DO THIS: Reproduce, line for line, the stretch of the data from the line containing "Q: For each instance of the door" through the line containing "x=464, y=216", including both of those lines.

Point labeling data:
========================================================================
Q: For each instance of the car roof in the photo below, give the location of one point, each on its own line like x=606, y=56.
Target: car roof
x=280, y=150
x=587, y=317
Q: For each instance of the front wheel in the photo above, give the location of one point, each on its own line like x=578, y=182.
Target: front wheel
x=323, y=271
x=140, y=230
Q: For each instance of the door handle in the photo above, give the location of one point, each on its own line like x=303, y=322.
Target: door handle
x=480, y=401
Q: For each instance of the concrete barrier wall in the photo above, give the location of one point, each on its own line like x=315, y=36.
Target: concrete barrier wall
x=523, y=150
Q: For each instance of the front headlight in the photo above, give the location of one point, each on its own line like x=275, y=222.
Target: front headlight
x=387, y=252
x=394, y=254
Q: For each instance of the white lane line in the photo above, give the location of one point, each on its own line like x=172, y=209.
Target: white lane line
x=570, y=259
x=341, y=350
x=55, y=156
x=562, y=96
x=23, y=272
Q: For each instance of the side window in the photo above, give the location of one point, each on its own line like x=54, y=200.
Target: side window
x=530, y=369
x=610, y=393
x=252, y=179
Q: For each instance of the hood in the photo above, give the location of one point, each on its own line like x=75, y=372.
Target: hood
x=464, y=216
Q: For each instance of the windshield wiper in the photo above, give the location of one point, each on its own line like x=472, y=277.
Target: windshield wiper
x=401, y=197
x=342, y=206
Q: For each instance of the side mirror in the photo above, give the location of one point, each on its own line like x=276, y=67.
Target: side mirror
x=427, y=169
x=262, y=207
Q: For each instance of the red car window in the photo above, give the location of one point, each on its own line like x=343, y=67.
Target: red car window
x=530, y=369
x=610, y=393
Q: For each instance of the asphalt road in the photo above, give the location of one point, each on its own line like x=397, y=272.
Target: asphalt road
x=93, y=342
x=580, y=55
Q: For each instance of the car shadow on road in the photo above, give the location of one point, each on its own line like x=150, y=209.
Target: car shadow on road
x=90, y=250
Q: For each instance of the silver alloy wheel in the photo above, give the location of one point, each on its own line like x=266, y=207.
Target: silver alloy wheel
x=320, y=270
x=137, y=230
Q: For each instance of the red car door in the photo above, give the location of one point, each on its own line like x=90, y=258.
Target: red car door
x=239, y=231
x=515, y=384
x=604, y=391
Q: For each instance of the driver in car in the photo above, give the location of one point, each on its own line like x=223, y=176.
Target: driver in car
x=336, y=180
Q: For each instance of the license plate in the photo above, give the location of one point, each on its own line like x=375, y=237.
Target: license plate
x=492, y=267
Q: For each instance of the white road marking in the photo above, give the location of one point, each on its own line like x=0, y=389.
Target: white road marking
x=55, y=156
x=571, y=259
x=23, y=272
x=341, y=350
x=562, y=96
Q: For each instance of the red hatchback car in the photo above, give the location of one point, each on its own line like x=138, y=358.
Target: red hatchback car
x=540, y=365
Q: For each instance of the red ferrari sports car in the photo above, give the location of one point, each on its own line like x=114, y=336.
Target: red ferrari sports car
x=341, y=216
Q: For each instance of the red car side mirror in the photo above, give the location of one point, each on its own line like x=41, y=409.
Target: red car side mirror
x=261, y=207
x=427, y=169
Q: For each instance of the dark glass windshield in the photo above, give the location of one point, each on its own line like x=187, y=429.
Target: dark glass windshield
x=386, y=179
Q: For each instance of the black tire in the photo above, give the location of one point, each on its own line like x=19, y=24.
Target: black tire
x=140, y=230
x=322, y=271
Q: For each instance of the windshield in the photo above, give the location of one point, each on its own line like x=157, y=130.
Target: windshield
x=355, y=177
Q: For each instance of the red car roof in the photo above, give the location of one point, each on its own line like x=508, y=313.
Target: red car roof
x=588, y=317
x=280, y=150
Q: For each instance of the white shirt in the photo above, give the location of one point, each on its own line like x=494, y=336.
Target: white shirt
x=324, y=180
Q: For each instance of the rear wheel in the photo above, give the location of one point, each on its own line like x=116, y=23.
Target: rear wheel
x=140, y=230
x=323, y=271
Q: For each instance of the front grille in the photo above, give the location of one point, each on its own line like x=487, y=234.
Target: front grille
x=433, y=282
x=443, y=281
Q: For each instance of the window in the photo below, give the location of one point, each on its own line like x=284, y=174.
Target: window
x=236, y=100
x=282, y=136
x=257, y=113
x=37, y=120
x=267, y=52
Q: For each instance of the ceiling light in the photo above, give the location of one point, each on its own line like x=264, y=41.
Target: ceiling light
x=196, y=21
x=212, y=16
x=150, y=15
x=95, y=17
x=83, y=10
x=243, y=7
========================================================================
RESPONSE BELOW:
Q: For each instance of the door handle in the photo above, give the location of one point, each on its own line like x=303, y=322.
Target: door handle
x=480, y=401
Q: For each instance of the concrete barrier wall in the photo above, give the location of one point, each on its own line like x=315, y=36.
Target: concrete barrier wall
x=523, y=150
Q: For each instance of the front headlight in the photo above, give the location of one point, each on its own line like x=275, y=222.
Target: front headlight
x=387, y=252
x=394, y=254
Q: For each instance of the white lane line in the photo above, give the location of one point, each on its own line like x=172, y=209.
Target: white lane line
x=570, y=259
x=341, y=350
x=55, y=156
x=562, y=96
x=23, y=272
Q: For each instance of the side window in the photo above, give the location of one point, each on its own line like x=54, y=200.
Target: side window
x=530, y=369
x=610, y=393
x=252, y=179
Q: For each instance of the hood in the photo above, give the location of one point, each on its own line like x=75, y=372.
Target: hood
x=464, y=216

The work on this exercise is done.